[Point placement records]
---*---

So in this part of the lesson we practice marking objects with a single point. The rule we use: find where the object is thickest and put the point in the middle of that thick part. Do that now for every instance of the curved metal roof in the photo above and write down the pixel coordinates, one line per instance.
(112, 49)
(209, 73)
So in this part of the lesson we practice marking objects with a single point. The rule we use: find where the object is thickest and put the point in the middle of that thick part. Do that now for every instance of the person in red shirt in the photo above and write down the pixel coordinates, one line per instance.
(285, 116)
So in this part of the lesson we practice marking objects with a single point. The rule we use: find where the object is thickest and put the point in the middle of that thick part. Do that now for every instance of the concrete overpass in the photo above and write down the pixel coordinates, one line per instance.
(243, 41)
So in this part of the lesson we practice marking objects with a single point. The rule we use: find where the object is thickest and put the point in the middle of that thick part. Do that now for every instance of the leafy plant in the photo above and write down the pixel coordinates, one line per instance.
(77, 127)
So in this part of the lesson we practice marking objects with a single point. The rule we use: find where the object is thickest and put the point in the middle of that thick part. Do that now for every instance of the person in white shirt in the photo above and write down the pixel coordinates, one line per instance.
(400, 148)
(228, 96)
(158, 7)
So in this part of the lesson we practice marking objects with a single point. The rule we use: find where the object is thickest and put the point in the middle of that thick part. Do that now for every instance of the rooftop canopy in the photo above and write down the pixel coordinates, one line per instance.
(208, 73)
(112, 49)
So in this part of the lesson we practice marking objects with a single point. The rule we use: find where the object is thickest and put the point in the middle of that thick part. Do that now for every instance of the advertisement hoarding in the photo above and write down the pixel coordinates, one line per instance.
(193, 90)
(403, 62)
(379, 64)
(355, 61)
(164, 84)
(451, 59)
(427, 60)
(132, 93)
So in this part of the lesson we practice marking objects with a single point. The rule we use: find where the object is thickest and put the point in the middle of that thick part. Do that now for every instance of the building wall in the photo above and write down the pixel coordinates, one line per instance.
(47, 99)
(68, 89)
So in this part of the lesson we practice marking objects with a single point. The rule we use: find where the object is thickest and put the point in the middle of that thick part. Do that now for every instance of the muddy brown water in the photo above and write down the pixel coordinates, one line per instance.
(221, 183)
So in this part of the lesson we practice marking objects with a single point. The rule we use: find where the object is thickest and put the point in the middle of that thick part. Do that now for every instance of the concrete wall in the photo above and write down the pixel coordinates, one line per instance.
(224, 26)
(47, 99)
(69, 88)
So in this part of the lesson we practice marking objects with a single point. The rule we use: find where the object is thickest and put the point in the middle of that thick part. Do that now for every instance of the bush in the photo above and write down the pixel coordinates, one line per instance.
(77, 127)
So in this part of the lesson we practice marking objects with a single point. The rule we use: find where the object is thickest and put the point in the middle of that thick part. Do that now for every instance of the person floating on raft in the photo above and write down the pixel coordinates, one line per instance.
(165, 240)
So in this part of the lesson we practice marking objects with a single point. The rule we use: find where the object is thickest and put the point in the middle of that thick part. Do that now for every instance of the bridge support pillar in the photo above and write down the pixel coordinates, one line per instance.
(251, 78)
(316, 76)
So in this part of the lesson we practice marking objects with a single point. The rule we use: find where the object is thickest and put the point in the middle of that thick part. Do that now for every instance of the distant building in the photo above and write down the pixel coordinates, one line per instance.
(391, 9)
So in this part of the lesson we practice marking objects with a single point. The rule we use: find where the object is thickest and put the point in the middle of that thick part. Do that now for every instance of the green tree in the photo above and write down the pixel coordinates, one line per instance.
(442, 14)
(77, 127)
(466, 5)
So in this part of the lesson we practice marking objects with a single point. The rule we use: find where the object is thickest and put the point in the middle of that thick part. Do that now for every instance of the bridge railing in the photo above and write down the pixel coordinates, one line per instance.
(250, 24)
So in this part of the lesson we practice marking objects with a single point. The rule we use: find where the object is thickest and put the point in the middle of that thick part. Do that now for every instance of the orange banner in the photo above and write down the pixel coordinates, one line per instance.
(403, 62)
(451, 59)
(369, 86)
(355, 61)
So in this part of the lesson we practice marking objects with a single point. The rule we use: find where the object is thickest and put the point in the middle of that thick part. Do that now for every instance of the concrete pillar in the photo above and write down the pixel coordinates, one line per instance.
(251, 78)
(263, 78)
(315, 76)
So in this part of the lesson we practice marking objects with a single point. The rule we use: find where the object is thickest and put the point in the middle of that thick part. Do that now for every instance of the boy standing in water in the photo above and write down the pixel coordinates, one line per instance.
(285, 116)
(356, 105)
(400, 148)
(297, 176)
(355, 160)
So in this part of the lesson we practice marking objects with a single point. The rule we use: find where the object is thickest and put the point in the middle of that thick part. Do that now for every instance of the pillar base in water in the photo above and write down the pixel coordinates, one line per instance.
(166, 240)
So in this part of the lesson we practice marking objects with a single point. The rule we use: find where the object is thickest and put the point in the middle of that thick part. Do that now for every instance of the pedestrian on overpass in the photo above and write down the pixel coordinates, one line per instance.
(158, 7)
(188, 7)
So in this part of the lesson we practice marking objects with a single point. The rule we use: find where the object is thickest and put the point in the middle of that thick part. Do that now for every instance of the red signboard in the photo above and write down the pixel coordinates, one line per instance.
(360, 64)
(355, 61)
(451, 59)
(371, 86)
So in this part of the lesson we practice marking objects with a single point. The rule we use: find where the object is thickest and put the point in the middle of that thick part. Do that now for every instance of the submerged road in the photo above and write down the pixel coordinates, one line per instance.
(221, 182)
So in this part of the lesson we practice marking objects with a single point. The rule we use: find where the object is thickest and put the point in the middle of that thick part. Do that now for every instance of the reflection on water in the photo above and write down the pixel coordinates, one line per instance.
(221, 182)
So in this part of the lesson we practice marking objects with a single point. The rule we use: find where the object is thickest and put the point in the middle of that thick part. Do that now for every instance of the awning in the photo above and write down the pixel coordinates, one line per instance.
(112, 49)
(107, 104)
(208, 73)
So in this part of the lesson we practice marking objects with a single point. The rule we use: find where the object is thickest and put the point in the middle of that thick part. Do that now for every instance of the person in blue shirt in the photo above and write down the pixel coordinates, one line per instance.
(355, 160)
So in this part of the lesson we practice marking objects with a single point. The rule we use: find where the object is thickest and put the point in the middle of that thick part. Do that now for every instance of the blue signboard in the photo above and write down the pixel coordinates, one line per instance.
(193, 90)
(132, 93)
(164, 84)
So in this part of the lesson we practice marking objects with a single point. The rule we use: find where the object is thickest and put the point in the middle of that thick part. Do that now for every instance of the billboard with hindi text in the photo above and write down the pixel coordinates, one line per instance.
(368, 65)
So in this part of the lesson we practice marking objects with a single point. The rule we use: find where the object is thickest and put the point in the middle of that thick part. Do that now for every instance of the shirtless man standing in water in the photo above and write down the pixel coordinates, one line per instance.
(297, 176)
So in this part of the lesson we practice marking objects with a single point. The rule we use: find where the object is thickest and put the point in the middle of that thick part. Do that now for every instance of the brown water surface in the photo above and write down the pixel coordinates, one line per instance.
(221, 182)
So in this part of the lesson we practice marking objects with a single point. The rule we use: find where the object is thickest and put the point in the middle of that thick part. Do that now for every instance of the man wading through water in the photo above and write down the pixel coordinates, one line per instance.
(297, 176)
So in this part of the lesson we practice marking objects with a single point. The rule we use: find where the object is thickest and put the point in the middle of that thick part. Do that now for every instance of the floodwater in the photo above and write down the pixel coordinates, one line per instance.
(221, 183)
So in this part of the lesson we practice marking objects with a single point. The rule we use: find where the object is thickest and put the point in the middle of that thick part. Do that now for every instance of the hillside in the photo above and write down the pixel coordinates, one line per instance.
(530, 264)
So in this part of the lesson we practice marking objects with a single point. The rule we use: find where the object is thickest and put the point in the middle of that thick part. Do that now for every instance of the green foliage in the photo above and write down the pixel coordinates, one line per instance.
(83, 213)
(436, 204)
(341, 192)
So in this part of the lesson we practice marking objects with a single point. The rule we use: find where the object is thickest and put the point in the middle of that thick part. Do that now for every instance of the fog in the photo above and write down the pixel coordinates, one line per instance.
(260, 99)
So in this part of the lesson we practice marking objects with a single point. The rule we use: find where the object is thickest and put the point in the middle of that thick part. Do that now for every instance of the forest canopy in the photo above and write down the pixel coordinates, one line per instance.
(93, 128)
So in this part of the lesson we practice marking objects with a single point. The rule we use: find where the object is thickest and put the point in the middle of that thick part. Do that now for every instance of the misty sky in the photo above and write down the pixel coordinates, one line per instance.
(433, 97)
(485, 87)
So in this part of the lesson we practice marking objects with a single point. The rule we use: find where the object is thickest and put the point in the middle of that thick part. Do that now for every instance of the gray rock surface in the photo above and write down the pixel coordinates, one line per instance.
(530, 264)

---*---

What to produce — Retype, exactly and only, the lines running from the one with "of the misty" through the final line of the listing above.

Answer to this task —
So in this part of the lesson we practice marking objects with a single point. The rule we use: find where the object is thickest and put the point in the middle of that thick part. Do that now for every instance of the misty sky in the photo above and write down the pixel coordinates, one line per instance.
(433, 97)
(485, 87)
So in this part of the lesson we practice marking objects with a single point. The rule we use: find where the object is thickest and put the point in the middle of that thick part. Do that now for every instance of the gray rock surface in the photo above and write down the pixel coordinates, one line per instance.
(530, 264)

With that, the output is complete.